PASSAGE PROVIDED -
☆ ☆ ☆ ☆
But there is surely another and a better way of deploring these differences: and that is, to say to oneself, 'I am sorry, bitterly sorry, that Christians cannot differ without quarrelling and hating one another over and above.' And then comes the deeper home- thought, 'And how much more sorry I am that I myself cannot differ from my fellow-Christians without growing angry with them, suspecting them, despising them, treating them as if they were not my fellow-Christians at all.' Yes, my friends, this is what we have to do first when we think of religious controversies, to examine our own hearts and deeds and words; to see whether we too have not been making bitterness more bitter, and, as the old proverb says, 'stirring the fire with a sword;' and to repent humbly and utterly of every harsh word, hasty judgment, ungenerous suspicion, as sins, not only against men, but against God the Father of Lights, who worketh in each of His children to will and to do of His good pleasure.
But some will say, 'We cannot give up what we believe to be right and true.' God forbid that you should try to do so, my friends; for if you really believe it, you cannot, even if you try; and by trying you will only make yourselves dishonest. But does not that hold as good of the man who differs from you? God will not surely lay down one law for you, and another for him? 'But we are right, and he is wrong.' Be it so. You do not surely mean that you are quite right; perfect and infallible? You mean that you are right on the whole, and as far as you see. And how can you tell but that he is right on the whole, and as far as he sees? You will answer that both cannot be right; that yes and no cannot be both true; that a thing cannot be black and white also.
☆ ☆ ☆ ☆
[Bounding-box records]
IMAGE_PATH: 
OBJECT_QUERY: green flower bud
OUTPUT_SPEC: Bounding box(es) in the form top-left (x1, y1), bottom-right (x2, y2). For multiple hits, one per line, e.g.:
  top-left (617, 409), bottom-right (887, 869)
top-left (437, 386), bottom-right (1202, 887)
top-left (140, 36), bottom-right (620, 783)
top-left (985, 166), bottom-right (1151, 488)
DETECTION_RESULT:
☆ ☆ ☆ ☆
The passage about religious differences urges repentance for several kinds of faults. List every one it names.

SOLUTION TO THIS TASK -
- harsh word
- hasty judgment
- ungenerous suspicion